-- 题目 1 --
请缩放记录中从开头到包含“(569, 191), (640, 259)”的那一行（首尾两行都算在内）的答案里的边界框坐标：每个数乘以 2.1，四舍五入（逢 .5 进位）为整数，其余各行照原样保留，全部重新写出。图片不要放进答案。

-- 文档 --
將下列程式碼片段附加至 InitializeDialogServiceConnector 的方法主體結尾。此程式碼為依賴 DialogServiceConnector 的事件設定處理常式，以傳達其 Bot 活動、語音辨識結果及其他資訊。

// ActivityReceived is the main way your bot will communicate with the client 
// and uses bot framework activities
connector.ActivityReceived += (sender, activityReceivedEventArgs) =>
{
    NotifyUser(
        $"Activity received, hasAudio={activityReceivedEventArgs.HasAudio} activity={activityReceivedEventArgs.Activity}");

    if (activityReceivedEventArgs.HasAudio)
    {
        SynchronouslyPlayActivityAudio(activityReceivedEventArgs.Audio);
    }
};

// Canceled will be signaled when a turn is aborted or experiences an error condition
connector.Canceled += (sender, canceledEventArgs) =>
{
    NotifyUser($"Canceled, reason={canceledEventArgs.Reason}");
    if (canceledEventArgs.Reason == CancellationReason.Error)

-- 题目 2 --
改写这份文档中从“將下列程式碼片段附加至 InitializeDialogServiceConnector 的方法主體結尾。此程式碼為依賴”到“if (activityReceivedEventArgs.HasAudio)”的部分，把其中的“NotifyUser”一律换成“LogMessage”。

-- 提供材料 --
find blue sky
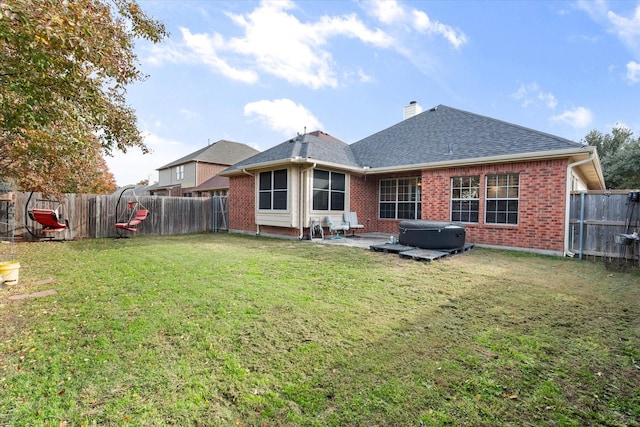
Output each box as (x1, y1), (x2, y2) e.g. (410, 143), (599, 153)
(107, 0), (640, 185)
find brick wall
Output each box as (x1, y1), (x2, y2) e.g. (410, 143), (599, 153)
(229, 175), (256, 231)
(229, 160), (567, 252)
(422, 160), (567, 252)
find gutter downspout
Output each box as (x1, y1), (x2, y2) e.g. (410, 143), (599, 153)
(242, 168), (260, 236)
(564, 150), (596, 257)
(298, 162), (317, 240)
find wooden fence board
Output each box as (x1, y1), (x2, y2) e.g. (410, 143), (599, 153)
(7, 193), (220, 240)
(569, 191), (640, 259)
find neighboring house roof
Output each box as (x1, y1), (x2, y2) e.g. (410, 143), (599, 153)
(158, 139), (259, 170)
(191, 175), (229, 191)
(221, 105), (604, 188)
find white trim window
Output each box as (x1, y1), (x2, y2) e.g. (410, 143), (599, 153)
(313, 169), (346, 211)
(378, 178), (422, 219)
(258, 169), (288, 210)
(451, 176), (480, 223)
(484, 173), (520, 225)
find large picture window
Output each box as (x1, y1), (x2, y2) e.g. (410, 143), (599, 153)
(379, 178), (422, 219)
(258, 169), (288, 210)
(451, 176), (480, 222)
(313, 169), (346, 211)
(485, 173), (520, 224)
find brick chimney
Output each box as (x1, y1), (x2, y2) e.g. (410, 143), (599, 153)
(404, 101), (422, 120)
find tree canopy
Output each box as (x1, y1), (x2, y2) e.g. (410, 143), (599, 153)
(584, 126), (640, 190)
(0, 0), (167, 193)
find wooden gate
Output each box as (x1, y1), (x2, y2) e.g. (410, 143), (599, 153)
(569, 190), (640, 261)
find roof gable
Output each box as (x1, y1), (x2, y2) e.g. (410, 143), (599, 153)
(158, 139), (259, 170)
(225, 131), (358, 173)
(351, 105), (582, 168)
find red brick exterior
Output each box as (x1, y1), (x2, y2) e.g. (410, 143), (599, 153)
(229, 175), (256, 232)
(229, 160), (567, 252)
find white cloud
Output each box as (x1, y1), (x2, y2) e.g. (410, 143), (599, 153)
(244, 99), (322, 136)
(551, 107), (593, 129)
(146, 1), (393, 89)
(358, 68), (375, 83)
(366, 0), (467, 49)
(607, 5), (640, 53)
(179, 108), (200, 119)
(412, 10), (467, 49)
(145, 0), (466, 89)
(370, 0), (406, 24)
(105, 131), (188, 186)
(511, 82), (558, 110)
(576, 0), (640, 57)
(627, 61), (640, 84)
(538, 92), (558, 110)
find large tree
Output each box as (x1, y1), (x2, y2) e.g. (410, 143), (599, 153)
(0, 0), (167, 193)
(584, 126), (640, 189)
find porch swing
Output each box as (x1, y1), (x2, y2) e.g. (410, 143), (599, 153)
(25, 191), (69, 239)
(115, 187), (149, 237)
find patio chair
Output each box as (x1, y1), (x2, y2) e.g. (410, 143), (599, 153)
(324, 216), (349, 240)
(343, 212), (364, 237)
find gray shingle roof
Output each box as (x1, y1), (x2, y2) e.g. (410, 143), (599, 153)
(158, 139), (259, 170)
(351, 105), (582, 168)
(225, 133), (359, 172)
(225, 105), (583, 173)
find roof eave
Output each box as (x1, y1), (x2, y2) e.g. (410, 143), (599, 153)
(361, 147), (593, 174)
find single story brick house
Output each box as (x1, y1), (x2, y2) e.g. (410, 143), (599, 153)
(220, 102), (605, 255)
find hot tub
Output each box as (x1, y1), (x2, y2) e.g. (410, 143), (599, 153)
(398, 220), (466, 249)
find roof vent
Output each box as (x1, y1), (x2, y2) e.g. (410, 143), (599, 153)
(404, 101), (422, 120)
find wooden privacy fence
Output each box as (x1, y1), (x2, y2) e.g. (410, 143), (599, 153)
(569, 190), (640, 261)
(5, 193), (228, 240)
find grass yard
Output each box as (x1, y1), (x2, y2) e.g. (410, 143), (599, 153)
(0, 234), (640, 426)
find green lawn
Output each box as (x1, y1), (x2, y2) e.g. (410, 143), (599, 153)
(0, 234), (640, 426)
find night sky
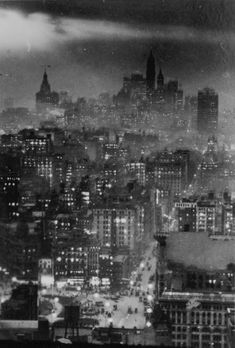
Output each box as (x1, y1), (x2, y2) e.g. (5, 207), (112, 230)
(0, 0), (235, 109)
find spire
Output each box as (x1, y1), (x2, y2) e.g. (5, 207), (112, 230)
(40, 68), (51, 94)
(157, 67), (164, 88)
(146, 50), (156, 93)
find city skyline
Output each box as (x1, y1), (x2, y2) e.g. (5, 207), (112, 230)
(0, 2), (235, 110)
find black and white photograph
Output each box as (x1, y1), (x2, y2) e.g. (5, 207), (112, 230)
(0, 0), (235, 348)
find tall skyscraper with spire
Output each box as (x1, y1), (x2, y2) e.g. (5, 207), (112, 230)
(157, 68), (164, 89)
(146, 50), (156, 95)
(36, 70), (59, 110)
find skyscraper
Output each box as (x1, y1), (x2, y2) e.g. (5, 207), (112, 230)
(146, 51), (156, 95)
(197, 88), (219, 133)
(36, 71), (59, 110)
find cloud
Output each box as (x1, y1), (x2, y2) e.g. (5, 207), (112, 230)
(0, 9), (234, 52)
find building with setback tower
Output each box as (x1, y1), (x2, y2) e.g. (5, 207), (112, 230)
(197, 88), (219, 134)
(36, 70), (59, 111)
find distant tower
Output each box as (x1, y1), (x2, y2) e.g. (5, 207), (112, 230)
(36, 70), (59, 110)
(157, 68), (164, 89)
(197, 88), (219, 134)
(146, 50), (156, 94)
(40, 70), (51, 95)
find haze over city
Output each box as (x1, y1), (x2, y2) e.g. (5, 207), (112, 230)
(0, 0), (235, 110)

-- 完整输出 1 --
find blue sky
Output each box as (x1, y1), (x2, y2) e.g. (410, 143), (599, 153)
(225, 0), (1344, 389)
find brick wall
Output each box as (x1, y1), (x2, y2) e.g. (410, 143), (599, 153)
(481, 368), (538, 485)
(481, 336), (1191, 529)
(886, 336), (1191, 529)
find gutter downspout
Output each box as (x1, y1), (x2, y2) e.g. (410, 143), (599, 153)
(508, 353), (546, 496)
(1184, 315), (1252, 540)
(626, 340), (666, 504)
find wooden fence board
Output each box as (x1, y1), (x2, y2) e.g. (410, 143), (599, 153)
(15, 405), (462, 504)
(1195, 401), (1344, 544)

-- 完整输出 2 --
將下列程式碼片段附加至 InitializeDialogServiceConnector 的方法主體結尾。此程式碼為依賴 DialogServiceConnector 的事件設定處理常式，以傳達其 Bot 活動、語音辨識結果及其他資訊。

// ActivityReceived is the main way your bot will communicate with the client 
// and uses bot framework activities
connector.ActivityReceived += (sender, activityReceivedEventArgs) =>
{
    LogMessage(
        $"Activity received, hasAudio={activityReceivedEventArgs.HasAudio} activity={activityReceivedEventArgs.Activity}");

    if (activityReceivedEventArgs.HasAudio)